Brief:
Every entry must be copied word for word.

• • • •

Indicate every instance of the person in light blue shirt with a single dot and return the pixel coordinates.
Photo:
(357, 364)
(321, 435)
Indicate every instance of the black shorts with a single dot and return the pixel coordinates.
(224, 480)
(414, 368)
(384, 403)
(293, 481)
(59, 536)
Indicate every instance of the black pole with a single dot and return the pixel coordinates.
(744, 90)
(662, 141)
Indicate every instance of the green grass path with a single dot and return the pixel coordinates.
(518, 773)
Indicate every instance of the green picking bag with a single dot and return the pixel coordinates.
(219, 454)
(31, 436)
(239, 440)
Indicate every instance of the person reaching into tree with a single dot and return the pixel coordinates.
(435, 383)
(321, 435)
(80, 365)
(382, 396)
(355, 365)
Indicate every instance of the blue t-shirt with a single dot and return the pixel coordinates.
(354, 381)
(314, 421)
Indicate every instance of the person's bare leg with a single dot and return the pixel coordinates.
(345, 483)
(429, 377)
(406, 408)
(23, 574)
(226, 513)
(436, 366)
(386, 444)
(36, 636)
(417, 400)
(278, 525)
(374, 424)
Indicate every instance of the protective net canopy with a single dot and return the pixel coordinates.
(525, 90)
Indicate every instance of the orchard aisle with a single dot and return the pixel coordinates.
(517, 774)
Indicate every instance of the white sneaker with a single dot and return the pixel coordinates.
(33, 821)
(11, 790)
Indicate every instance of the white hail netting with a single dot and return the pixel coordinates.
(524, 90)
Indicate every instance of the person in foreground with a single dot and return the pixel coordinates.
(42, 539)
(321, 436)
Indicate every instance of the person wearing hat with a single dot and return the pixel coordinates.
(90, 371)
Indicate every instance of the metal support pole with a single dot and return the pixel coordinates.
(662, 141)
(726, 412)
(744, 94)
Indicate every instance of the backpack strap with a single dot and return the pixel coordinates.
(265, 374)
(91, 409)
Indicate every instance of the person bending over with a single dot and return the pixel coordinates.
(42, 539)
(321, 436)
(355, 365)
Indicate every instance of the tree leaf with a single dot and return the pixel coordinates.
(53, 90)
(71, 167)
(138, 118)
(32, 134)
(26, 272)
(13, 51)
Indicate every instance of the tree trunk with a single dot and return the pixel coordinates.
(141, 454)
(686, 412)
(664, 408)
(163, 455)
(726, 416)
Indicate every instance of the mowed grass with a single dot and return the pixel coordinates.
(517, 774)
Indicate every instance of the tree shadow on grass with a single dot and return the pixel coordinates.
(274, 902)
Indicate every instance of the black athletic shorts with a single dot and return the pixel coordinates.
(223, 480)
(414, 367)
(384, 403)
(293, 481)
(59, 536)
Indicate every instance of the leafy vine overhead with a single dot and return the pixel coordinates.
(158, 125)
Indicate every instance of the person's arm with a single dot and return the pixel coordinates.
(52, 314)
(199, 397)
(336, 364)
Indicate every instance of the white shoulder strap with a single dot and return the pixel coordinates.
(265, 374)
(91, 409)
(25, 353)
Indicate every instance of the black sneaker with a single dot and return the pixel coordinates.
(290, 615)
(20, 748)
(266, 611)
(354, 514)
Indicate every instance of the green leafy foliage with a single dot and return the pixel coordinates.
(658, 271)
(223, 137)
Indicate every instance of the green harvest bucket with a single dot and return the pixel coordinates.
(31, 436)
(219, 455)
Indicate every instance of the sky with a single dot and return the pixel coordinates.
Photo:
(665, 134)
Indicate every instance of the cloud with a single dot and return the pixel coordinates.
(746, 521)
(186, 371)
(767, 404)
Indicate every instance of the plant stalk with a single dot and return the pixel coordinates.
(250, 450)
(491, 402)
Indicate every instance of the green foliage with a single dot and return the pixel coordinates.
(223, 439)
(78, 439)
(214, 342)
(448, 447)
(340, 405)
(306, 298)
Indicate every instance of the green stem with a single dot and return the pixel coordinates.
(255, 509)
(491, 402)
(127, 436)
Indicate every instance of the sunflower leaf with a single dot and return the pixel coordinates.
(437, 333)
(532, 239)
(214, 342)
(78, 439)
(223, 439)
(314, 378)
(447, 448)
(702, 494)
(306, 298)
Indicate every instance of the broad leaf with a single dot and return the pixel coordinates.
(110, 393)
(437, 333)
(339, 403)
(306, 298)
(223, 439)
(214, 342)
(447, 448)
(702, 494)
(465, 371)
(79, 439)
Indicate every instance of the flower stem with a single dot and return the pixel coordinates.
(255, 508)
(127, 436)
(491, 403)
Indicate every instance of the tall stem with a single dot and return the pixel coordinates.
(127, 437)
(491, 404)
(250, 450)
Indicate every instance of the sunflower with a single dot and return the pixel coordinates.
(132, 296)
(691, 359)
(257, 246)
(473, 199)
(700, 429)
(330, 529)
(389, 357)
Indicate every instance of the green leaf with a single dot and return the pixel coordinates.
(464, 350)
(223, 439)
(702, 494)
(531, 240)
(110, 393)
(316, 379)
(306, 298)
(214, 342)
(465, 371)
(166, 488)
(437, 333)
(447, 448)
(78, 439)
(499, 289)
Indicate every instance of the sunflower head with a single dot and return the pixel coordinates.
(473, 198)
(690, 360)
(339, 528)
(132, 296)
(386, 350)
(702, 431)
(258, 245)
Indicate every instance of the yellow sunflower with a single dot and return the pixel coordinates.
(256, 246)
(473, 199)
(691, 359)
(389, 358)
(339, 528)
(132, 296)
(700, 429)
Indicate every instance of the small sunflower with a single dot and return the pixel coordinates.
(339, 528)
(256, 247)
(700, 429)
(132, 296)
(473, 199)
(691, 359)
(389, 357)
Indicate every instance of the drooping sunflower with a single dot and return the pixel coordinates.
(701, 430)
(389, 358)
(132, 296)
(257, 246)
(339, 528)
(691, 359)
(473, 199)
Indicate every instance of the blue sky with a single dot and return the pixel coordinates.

• • • •

Exercise result:
Indicate every instance of the person in light blue shirt with a single dot and return the pixel coordinates.
Photo:
(357, 364)
(321, 435)
Indicate every instance of the black shorts with a single dot and return the pixel coordinates.
(224, 480)
(414, 368)
(384, 403)
(293, 481)
(59, 536)
Indicate every instance of the black pole with a single dot and return the pixel coordinates.
(744, 90)
(662, 141)
Indicate every instance of the green grass path with a single dot and return the pixel coordinates.
(518, 773)
Indicate every instance of the green picking bag with a single dot and return the pixel coordinates.
(219, 454)
(31, 436)
(239, 440)
Indicate every instance of the person reaching into tree with a single dot and return the pixel coordinates.
(435, 383)
(321, 435)
(80, 365)
(382, 396)
(355, 365)
Indicate every instance of the blue t-shirt with a single dot and return the pixel coordinates.
(354, 381)
(314, 421)
Indicate every instance of the person's bare leg with a single dot and return the pixel coordinates.
(345, 483)
(429, 377)
(406, 408)
(23, 574)
(226, 513)
(436, 366)
(386, 444)
(36, 636)
(417, 400)
(278, 525)
(374, 424)
Indicate every instance of the protective net canopy with a single dot and return the pixel coordinates.
(525, 90)
Indicate every instance of the orchard aisle with a single dot and return the pixel coordinates.
(517, 774)
Indicate every instance of the white sneaker with a single dot and return the pixel coordinates.
(33, 821)
(11, 790)
Indicate every instance of the white hail netting with a single dot and return the pixel coordinates.
(524, 90)
Indicate every instance of the person in foreground with a single dot and return the pixel coordinates.
(42, 539)
(321, 436)
Indicate every instance of the person wearing hat with a single dot and return the pixel coordinates.
(90, 371)
Indicate every instance of the metal support pole with a single dot and return the pixel coordinates.
(662, 141)
(726, 412)
(744, 94)
Indicate every instance of the backpack strap with a single dot and return the pixel coordinates.
(265, 374)
(91, 409)
Indicate every instance of the person bending over with a single dot and return the pixel coordinates.
(42, 539)
(321, 436)
(355, 365)
Indicate every instance of the tree leaf with a single dot and return the pixel coordinates.
(53, 90)
(71, 167)
(138, 118)
(32, 134)
(26, 272)
(13, 51)
Indicate every instance of the tree trunk with a single dot and return the pixel coordinates.
(141, 454)
(686, 412)
(664, 408)
(163, 455)
(726, 416)
Indicate every instance of the mowed grass with a single dot and return the pixel coordinates.
(517, 774)
Indicate every instance of the tree shadow on grass with a single dot and return the pixel coordinates.
(274, 902)
Indicate every instance of the black athletic shorts with a single dot and return the pixel coordinates.
(223, 480)
(414, 367)
(384, 403)
(293, 481)
(59, 536)
Indicate every instance of the leafy vine overhead with a single dot and return the pixel coordinates.
(158, 125)
Indicate every instance of the person's arm with a single dot and return the pixel coordinates.
(52, 314)
(199, 397)
(336, 364)
Indicate every instance of the white shoulder strap with a single dot and return the pixel coordinates.
(265, 374)
(91, 409)
(25, 353)
Indicate every instance of the black sneaker with a single dot and return the pixel coordinates.
(290, 615)
(20, 748)
(266, 611)
(354, 514)
Indicate every instance of the green leafy foliage with a single dot and return the pixel coordinates.
(658, 271)
(223, 137)
Indicate every instance of the green harvest bucket with a single dot and return the pixel coordinates.
(31, 436)
(219, 455)
Indicate every instance of the sky with a single dot and return the pixel coordinates.
Photo:
(665, 134)
Indicate every instance of the cloud with a single dot and return the pixel coordinates.
(746, 521)
(186, 371)
(767, 404)
Indicate every instance of the plant stalk with a single dot and return the pixel coordinates.
(250, 450)
(491, 402)
Indicate every instance of the green foliage with a single dot and return the pixel coordinates.
(223, 439)
(78, 439)
(214, 342)
(448, 447)
(340, 405)
(306, 298)
Indicate every instance of the green stem with a single dot and return the pixel coordinates.
(255, 509)
(491, 402)
(127, 436)
Indicate every instance of the sunflower leaf with a single dot and return the pixel coordinates.
(437, 333)
(532, 239)
(214, 342)
(78, 439)
(223, 439)
(314, 378)
(447, 448)
(702, 494)
(306, 298)
Indicate every instance of the broad leaf with a single dot and return the pixel coordinates.
(110, 393)
(437, 333)
(339, 403)
(306, 298)
(223, 439)
(214, 342)
(447, 448)
(702, 494)
(465, 371)
(79, 439)
Indicate every instance of the flower stem with a single dot and return the pixel coordinates.
(255, 508)
(127, 436)
(491, 403)
Indicate every instance of the tall stem with a single dot and return the pixel coordinates.
(127, 437)
(491, 404)
(250, 450)
Indicate every instance of the sunflower with a single dot and return the pixel coordinates.
(132, 296)
(691, 359)
(257, 246)
(473, 199)
(700, 429)
(330, 529)
(389, 357)
Indicate every instance of the green leaf with a single dot and return the pixel coordinates.
(464, 350)
(223, 439)
(702, 494)
(531, 240)
(110, 393)
(316, 379)
(306, 298)
(214, 342)
(465, 371)
(166, 488)
(437, 333)
(447, 448)
(78, 439)
(499, 289)
Indicate every instance of the sunflower head with a single dot and return the pixel coordinates.
(473, 198)
(690, 360)
(339, 528)
(132, 296)
(386, 350)
(702, 431)
(258, 245)
Indicate every instance of the yellow sunflower with a single dot and return the pixel coordinates.
(256, 246)
(473, 199)
(691, 359)
(389, 358)
(339, 528)
(132, 296)
(700, 429)
Indicate every instance of the small sunflower with a single dot and return the pixel coordinates.
(339, 528)
(256, 247)
(700, 429)
(132, 296)
(473, 199)
(691, 359)
(389, 357)
Indicate every instance of the drooping sunflower with a single dot and return the pixel coordinates.
(701, 430)
(389, 358)
(132, 296)
(257, 246)
(339, 528)
(691, 359)
(473, 199)
Indicate every instance of the blue sky with a single dot and return the pixel coordinates.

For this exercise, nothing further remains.